### STATED TASK
Only the lines from the one containing "the bush, one" to the end of the records belong in the output; print them exactly.

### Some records
** Start **
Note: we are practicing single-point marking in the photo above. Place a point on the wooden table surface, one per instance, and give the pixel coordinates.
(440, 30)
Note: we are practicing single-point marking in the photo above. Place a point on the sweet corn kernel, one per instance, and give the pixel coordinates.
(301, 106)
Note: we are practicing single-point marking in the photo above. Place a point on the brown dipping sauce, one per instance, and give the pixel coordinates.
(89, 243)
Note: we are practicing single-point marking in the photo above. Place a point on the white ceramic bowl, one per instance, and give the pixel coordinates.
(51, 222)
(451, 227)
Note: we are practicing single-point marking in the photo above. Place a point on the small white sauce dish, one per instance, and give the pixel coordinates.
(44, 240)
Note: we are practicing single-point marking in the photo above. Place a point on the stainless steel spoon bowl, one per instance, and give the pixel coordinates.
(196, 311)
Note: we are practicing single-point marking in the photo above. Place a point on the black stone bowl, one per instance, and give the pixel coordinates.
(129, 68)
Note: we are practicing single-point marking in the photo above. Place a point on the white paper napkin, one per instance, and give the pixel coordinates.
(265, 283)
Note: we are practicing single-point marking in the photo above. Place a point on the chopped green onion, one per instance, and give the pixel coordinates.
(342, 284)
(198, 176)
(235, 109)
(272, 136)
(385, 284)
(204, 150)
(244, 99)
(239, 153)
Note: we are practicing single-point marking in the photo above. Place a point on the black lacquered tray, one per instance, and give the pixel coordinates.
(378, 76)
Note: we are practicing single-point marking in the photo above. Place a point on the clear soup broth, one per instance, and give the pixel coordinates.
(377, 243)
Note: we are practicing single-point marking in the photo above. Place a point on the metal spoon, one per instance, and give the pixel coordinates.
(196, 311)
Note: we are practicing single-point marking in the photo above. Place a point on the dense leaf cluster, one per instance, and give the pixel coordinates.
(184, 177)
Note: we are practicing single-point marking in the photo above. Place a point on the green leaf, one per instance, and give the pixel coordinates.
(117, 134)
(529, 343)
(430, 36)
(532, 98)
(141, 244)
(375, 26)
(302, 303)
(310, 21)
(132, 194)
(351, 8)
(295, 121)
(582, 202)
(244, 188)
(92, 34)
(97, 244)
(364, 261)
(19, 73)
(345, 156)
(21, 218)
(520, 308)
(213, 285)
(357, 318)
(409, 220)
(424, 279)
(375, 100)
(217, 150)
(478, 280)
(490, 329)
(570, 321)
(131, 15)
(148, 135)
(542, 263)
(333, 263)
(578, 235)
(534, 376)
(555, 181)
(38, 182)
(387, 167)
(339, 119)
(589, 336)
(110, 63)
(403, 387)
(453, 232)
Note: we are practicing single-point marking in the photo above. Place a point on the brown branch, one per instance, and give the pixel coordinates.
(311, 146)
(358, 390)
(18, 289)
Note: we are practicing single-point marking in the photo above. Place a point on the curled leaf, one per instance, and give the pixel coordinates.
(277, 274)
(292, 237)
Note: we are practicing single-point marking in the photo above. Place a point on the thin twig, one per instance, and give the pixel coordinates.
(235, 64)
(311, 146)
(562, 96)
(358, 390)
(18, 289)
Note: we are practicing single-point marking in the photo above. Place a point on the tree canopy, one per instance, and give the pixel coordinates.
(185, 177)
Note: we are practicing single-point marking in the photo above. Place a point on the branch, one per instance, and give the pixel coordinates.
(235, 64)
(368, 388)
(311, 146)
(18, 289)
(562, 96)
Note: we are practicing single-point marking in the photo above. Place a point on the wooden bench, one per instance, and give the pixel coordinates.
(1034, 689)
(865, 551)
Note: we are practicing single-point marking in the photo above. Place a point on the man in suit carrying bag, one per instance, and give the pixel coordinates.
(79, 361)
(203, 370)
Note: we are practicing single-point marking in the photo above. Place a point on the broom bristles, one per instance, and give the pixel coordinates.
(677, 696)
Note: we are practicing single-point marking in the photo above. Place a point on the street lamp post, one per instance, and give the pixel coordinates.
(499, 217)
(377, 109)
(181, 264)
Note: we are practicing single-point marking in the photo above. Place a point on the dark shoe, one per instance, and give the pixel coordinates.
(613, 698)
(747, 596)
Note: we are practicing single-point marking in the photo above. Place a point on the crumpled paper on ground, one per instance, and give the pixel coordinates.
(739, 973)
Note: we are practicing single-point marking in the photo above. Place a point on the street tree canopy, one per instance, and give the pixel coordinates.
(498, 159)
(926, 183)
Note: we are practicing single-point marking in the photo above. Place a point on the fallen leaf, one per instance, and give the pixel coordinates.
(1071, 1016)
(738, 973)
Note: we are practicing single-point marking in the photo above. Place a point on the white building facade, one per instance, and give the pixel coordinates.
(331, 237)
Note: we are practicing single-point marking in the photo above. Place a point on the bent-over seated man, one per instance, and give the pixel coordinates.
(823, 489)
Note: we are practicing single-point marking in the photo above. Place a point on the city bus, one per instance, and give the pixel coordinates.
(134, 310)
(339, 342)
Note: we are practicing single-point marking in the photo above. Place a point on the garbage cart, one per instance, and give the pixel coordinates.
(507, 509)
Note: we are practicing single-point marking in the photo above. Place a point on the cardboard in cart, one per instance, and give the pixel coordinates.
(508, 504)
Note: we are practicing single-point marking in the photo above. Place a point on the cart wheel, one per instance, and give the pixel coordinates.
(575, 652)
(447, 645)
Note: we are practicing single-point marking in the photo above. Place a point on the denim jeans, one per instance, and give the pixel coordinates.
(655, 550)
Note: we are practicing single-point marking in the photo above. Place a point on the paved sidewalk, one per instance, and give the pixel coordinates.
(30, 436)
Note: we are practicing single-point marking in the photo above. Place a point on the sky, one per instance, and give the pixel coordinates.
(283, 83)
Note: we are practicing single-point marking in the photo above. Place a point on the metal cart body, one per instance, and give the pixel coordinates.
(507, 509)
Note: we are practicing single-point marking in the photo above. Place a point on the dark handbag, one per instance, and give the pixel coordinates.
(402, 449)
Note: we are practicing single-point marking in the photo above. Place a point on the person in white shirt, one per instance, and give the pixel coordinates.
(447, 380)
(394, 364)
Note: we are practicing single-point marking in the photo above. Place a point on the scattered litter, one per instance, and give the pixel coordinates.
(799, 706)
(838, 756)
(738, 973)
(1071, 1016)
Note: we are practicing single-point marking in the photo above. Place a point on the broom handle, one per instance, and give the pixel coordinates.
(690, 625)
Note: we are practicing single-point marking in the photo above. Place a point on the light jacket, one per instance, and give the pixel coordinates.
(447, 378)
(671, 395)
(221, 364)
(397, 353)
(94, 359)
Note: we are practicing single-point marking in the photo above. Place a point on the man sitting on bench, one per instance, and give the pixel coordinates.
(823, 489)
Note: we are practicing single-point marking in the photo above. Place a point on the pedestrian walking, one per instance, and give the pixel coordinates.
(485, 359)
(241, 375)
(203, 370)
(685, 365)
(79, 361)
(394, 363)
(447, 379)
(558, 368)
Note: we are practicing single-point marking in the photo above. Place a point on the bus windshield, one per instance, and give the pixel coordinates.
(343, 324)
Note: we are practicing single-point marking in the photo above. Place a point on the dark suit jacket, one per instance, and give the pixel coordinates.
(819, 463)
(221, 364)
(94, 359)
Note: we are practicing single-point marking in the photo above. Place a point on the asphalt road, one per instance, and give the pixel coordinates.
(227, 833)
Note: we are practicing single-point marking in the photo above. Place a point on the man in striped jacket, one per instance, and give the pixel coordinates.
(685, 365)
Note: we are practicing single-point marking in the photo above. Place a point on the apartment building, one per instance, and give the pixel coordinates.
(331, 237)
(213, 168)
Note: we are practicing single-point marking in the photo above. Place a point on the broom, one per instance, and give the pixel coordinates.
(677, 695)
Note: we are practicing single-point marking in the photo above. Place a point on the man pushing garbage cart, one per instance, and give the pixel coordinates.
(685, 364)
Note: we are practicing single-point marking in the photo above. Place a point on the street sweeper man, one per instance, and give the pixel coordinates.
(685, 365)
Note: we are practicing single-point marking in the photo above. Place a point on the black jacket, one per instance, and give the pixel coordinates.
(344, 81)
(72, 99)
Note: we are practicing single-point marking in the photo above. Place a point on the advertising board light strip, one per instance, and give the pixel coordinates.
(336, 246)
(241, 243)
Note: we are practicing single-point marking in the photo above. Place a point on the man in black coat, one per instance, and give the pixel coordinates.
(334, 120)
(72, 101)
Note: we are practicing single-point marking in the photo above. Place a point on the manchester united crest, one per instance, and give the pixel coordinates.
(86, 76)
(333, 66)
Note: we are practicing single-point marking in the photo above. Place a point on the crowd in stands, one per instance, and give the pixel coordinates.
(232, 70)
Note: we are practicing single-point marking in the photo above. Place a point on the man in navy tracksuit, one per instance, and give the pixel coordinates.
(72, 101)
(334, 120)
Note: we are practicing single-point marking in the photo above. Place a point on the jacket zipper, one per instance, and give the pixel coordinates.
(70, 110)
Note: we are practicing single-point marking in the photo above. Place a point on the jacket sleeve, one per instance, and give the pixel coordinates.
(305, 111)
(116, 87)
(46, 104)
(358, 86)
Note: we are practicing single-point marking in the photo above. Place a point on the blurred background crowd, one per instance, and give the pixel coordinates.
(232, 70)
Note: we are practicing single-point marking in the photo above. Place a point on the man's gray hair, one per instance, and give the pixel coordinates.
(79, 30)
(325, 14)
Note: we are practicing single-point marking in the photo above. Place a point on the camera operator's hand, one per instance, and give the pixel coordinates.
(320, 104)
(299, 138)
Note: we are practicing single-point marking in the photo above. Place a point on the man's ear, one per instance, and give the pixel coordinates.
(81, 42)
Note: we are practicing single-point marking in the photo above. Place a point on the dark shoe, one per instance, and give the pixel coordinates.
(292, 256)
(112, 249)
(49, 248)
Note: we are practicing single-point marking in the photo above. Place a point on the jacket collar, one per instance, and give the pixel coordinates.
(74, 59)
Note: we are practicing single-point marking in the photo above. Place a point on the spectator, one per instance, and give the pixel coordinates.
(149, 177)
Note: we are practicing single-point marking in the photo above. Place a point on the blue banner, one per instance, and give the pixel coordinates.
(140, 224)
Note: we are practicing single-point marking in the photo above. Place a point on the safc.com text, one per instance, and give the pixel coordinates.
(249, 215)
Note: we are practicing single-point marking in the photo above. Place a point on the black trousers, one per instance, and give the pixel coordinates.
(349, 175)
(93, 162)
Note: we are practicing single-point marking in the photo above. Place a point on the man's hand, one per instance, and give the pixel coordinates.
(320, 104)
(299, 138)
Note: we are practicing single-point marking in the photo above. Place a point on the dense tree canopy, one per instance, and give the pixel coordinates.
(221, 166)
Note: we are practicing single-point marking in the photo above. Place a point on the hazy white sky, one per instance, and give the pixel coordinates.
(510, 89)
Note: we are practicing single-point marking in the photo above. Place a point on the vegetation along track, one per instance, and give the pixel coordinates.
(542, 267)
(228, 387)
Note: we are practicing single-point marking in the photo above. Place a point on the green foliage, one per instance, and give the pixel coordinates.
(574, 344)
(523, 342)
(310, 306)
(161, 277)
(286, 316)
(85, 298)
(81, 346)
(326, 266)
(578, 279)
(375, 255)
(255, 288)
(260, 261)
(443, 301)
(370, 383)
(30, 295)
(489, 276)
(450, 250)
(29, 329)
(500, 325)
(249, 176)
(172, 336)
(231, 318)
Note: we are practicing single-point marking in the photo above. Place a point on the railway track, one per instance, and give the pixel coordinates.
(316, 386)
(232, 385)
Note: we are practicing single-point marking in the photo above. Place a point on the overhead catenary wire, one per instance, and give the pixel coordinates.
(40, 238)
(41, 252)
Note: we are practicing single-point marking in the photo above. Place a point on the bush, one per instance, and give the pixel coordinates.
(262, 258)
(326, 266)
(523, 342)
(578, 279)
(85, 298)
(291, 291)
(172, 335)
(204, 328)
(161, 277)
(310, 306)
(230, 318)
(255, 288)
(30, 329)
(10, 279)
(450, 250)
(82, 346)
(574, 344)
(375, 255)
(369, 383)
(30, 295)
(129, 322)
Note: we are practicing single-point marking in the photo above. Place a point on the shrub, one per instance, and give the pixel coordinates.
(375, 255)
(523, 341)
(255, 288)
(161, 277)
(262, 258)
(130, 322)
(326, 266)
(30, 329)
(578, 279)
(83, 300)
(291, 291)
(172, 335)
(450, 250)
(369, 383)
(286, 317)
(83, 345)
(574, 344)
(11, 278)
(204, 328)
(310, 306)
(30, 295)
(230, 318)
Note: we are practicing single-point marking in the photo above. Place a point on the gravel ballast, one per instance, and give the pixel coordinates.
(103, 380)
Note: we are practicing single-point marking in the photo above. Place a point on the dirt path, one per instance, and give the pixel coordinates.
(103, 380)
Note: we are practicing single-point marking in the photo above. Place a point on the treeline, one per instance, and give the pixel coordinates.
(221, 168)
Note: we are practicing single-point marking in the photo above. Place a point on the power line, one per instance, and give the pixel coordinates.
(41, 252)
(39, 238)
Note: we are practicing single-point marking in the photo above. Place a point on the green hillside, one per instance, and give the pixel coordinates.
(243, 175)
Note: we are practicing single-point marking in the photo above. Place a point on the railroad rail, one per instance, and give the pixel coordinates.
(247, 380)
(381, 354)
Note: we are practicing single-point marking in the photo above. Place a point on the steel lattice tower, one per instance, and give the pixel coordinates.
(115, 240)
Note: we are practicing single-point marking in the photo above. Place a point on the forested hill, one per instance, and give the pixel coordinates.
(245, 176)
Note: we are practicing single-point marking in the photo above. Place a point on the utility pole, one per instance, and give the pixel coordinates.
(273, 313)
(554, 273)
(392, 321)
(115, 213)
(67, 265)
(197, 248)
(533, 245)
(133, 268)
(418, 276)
** End **
### TASK OUTPUT
Note: we are practicing single-point marking in the photo above. Place a point on the bush, one per instance, and give the pixel coordinates.
(262, 258)
(326, 266)
(523, 342)
(578, 279)
(85, 298)
(291, 291)
(172, 335)
(204, 328)
(161, 277)
(310, 306)
(230, 318)
(255, 288)
(30, 329)
(10, 279)
(450, 250)
(82, 346)
(574, 344)
(375, 255)
(369, 383)
(30, 295)
(129, 322)
Note: we are practicing single-point marking in the photo above. Place a point on the shrub, one per instance, and give the pixel coordinates.
(375, 255)
(523, 341)
(255, 288)
(161, 277)
(262, 258)
(130, 322)
(326, 266)
(30, 329)
(578, 279)
(83, 300)
(291, 291)
(172, 335)
(450, 250)
(369, 383)
(286, 317)
(83, 345)
(574, 344)
(11, 278)
(204, 328)
(310, 306)
(30, 295)
(230, 318)
Note: we are practicing single-point marking in the photo above. Place a point on the gravel ballast, one per instance, and give the pixel coordinates.
(103, 380)
Note: we are practicing single-point marking in the photo above. Place a point on the dirt path, one per instance, and give the pixel coordinates.
(103, 380)
Note: we are practicing single-point marking in the photo above. Place a point on the treeline, one per instance, and give the pixel coordinates.
(221, 168)
Note: we are practicing single-point marking in the photo above. Place a point on the power line, one per instance, and give the pixel coordinates.
(41, 252)
(39, 238)
Note: we are practicing single-point marking in the photo above. Place a point on the green hillside, one per instance, and give the pixel coordinates.
(243, 175)
Note: we are practicing single-point marking in the photo above. Place a point on the railroad rail, one per instance, and give the pixel coordinates.
(247, 380)
(381, 354)
Note: we are practicing single-point marking in the photo above. Place a point on the steel lattice tower, one per instance, and give the pixel coordinates.
(115, 240)
Note: we are practicing single-point marking in the photo above. Place a point on the forested hill, one per instance, and give the pixel coordinates.
(245, 176)
Note: we are practicing single-point marking in the photo above. Place a point on the utility pole, one per instance, and give the pixel coordinates.
(273, 313)
(554, 273)
(392, 321)
(115, 213)
(67, 265)
(197, 248)
(533, 245)
(133, 268)
(418, 276)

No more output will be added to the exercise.